# [WORK TO BE COMPLETED]
Please reproduce all of the records below line for line, without changing anything.

<<<<

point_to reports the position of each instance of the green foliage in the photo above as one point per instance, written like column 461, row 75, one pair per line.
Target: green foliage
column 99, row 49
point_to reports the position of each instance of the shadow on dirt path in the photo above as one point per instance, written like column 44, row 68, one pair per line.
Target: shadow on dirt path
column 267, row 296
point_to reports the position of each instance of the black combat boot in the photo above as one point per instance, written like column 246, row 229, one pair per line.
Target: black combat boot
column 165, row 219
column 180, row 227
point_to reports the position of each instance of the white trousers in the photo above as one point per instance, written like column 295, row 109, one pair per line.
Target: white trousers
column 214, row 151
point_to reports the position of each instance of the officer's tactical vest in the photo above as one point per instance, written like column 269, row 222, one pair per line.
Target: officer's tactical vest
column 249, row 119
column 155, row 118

>>>>

# [FULL SOLUTION]
point_to reports the position of each instance of the green foliage in the photo above as one point per instance, written like column 461, row 75, one pair per line.
Target: green foliage
column 99, row 49
point_to reports the position of each instance of the shadow on dirt path in the photo above as one point per instance, written like column 44, row 68, one pair per line.
Target: shadow on dirt path
column 267, row 296
point_to reports the position of each instance of the black combat boot in the photo above as one point per instance, written like column 246, row 229, one pair per line.
Target: black combat boot
column 165, row 219
column 180, row 227
point_to reports the position of each instance of the white trousers in the photo above as one point per instance, written like column 295, row 109, one pair per line.
Target: white trousers
column 214, row 151
point_to reports the position of each instance of the officer's tactical vest in the photo above as one point per instance, written like column 269, row 222, one pair per line.
Target: officer's tactical vest
column 249, row 119
column 155, row 118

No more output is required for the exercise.